REQUIREMENTS: Rewrite every line from the one that contains "Target: boy's closed eye" through the one that contains "229], [369, 232]]", both ends included and the requests kept, with each coordinate in the answers multiplied by 2.25 and rounded to a whole number, halves rounding up. Give back only those lines.

* Start DATASET ROWS *

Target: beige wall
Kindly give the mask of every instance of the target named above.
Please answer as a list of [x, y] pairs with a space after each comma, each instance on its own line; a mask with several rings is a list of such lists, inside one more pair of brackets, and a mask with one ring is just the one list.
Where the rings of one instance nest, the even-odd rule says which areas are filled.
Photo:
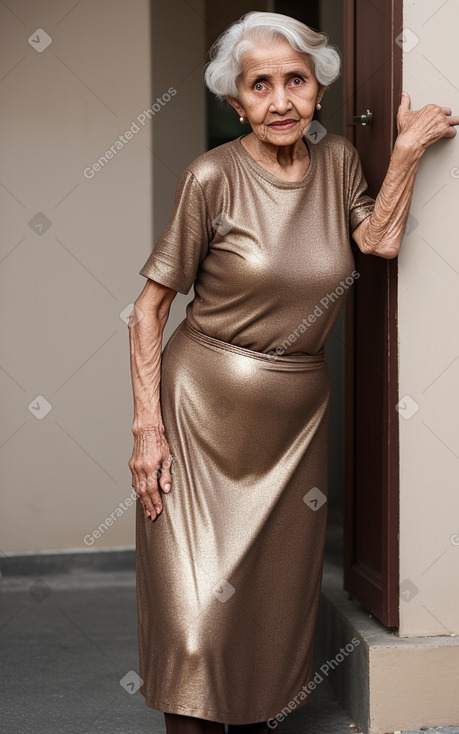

* End DATASET ROWS *
* Start DATASET ROWS *

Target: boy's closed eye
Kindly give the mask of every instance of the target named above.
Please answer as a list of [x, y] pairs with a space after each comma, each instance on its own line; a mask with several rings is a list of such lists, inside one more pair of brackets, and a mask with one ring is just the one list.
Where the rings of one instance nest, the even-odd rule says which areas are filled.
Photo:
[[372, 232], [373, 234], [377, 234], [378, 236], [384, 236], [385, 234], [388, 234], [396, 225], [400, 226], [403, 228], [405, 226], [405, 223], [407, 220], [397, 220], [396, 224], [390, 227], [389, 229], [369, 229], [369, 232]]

* End DATASET ROWS *

OUTPUT FOR THIS EXERCISE:
Target: boy's closed eye
Kindly give the mask of every instance of the target named above.
Please answer as a list of [x, y] pairs with a space after each comma, each instance on its own line; a mask with several rings is a list of such lists, inside one more pair of brackets, and a mask with one ring is just the one list.
Where the rings of one instance nest, the even-odd rule says which areas are filled.
Photo:
[[837, 522], [839, 527], [848, 527], [851, 531], [864, 531], [866, 527], [873, 527], [891, 506], [900, 509], [907, 513], [911, 509], [911, 502], [916, 495], [893, 495], [891, 504], [878, 511], [875, 515], [830, 515], [830, 522]]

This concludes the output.